> _Task requirements_
Where does the word "target" show up in the data? Please find each such line and copy it.

== Records for the exercise ==

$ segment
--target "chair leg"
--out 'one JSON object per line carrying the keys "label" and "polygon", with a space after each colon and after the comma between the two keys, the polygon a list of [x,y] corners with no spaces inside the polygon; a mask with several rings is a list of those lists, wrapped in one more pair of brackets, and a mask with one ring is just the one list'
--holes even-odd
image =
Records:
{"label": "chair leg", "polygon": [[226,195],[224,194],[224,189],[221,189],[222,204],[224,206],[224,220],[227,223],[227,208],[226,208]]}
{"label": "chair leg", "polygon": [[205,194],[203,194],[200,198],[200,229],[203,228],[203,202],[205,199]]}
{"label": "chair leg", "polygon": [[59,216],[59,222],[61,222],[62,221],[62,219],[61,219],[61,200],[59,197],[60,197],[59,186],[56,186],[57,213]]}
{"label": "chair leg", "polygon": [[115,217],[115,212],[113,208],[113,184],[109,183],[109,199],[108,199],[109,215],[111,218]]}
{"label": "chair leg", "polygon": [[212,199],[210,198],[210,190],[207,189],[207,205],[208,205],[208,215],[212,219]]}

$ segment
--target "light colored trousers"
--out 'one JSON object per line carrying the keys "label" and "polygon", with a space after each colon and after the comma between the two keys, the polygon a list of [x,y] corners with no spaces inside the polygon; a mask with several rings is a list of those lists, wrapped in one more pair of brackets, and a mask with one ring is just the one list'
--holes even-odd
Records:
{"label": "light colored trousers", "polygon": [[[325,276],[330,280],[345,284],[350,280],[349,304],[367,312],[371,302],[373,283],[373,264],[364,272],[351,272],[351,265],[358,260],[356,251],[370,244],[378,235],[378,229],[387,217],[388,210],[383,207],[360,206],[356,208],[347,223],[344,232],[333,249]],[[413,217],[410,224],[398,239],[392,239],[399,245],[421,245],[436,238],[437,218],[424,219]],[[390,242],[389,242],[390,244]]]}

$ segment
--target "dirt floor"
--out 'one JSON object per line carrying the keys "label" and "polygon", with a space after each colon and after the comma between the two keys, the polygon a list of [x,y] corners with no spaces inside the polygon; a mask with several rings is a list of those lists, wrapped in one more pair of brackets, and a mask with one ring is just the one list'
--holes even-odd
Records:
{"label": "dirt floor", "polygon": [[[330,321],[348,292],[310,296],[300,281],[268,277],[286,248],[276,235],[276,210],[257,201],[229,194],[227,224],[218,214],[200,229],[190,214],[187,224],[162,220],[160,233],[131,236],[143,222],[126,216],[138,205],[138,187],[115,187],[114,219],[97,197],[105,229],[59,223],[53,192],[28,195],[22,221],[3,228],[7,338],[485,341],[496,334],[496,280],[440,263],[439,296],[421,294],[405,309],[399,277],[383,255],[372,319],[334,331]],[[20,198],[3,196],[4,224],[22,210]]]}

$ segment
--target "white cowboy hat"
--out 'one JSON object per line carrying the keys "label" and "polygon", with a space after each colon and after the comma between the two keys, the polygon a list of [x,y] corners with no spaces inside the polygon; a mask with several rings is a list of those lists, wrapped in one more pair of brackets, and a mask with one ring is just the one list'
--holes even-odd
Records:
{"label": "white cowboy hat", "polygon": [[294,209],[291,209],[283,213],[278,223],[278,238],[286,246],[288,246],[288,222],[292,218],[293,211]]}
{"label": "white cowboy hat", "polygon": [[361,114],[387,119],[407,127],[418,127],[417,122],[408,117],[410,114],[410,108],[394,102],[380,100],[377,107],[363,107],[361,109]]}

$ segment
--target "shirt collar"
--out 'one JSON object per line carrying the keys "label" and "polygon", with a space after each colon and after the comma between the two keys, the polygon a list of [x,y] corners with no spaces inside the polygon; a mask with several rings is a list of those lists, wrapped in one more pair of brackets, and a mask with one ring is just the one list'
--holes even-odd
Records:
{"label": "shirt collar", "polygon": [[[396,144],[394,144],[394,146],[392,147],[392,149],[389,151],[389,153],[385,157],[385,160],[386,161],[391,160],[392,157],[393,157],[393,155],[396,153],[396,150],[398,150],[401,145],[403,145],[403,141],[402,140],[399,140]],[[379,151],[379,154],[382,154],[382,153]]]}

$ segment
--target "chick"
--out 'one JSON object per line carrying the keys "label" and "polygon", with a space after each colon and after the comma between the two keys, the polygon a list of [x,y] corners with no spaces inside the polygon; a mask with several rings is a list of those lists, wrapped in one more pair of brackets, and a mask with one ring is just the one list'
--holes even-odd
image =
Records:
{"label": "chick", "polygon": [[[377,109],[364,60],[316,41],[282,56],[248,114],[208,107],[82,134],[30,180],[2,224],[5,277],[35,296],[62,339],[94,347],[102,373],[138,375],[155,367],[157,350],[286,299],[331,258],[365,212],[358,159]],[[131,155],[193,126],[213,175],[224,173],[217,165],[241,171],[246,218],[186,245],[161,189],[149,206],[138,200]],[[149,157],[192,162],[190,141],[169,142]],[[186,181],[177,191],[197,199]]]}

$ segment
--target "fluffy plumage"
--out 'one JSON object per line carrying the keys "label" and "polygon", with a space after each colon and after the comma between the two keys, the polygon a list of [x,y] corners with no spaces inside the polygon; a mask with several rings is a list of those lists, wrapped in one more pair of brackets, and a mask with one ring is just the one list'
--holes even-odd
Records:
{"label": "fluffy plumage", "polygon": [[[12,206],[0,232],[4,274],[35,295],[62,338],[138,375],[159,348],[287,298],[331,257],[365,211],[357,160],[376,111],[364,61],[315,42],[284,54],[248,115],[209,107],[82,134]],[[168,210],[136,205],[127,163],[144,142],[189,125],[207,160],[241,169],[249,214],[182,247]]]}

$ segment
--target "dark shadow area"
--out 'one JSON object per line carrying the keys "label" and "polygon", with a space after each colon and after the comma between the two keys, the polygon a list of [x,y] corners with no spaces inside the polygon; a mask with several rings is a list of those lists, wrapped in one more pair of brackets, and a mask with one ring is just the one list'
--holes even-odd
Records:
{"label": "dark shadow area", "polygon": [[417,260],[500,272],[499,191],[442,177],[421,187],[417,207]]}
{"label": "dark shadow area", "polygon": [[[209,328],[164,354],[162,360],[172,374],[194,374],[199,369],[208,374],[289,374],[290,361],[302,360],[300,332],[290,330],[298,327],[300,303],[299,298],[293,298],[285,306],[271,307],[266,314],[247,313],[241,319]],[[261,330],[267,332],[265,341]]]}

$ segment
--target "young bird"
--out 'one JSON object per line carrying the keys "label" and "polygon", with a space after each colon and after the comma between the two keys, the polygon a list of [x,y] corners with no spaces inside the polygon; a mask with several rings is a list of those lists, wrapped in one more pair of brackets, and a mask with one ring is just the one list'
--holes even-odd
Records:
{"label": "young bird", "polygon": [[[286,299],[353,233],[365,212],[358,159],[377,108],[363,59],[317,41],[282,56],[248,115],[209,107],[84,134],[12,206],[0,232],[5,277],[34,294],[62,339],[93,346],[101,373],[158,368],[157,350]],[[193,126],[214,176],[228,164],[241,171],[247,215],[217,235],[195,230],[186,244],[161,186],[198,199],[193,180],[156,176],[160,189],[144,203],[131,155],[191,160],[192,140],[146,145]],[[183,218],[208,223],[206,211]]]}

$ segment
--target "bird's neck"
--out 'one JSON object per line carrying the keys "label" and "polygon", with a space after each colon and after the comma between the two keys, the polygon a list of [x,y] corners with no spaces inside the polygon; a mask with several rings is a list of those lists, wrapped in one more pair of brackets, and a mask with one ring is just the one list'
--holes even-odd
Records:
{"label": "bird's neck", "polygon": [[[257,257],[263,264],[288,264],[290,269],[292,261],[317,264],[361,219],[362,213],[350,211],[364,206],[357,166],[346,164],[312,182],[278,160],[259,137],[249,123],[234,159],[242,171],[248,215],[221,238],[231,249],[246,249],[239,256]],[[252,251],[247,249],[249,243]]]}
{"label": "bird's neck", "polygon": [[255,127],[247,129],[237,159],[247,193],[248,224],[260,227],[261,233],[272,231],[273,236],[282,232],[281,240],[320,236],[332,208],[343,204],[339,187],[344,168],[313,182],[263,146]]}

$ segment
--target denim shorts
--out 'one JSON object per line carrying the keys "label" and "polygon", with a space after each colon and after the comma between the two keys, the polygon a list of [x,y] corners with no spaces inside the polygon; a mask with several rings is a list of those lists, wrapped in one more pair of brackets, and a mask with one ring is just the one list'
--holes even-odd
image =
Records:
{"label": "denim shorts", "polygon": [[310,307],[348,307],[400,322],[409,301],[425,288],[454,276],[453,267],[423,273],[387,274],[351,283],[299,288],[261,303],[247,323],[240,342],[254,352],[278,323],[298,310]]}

===

> _Task solution_
--target "chair leg"
--target "light colored trousers"
--target "dirt floor"
--target "white cowboy hat"
--target "shirt collar"
--target "chick"
--target "fluffy plumage"
--target "dark shadow area"
--target "young bird"
--target "bird's neck"
--target denim shorts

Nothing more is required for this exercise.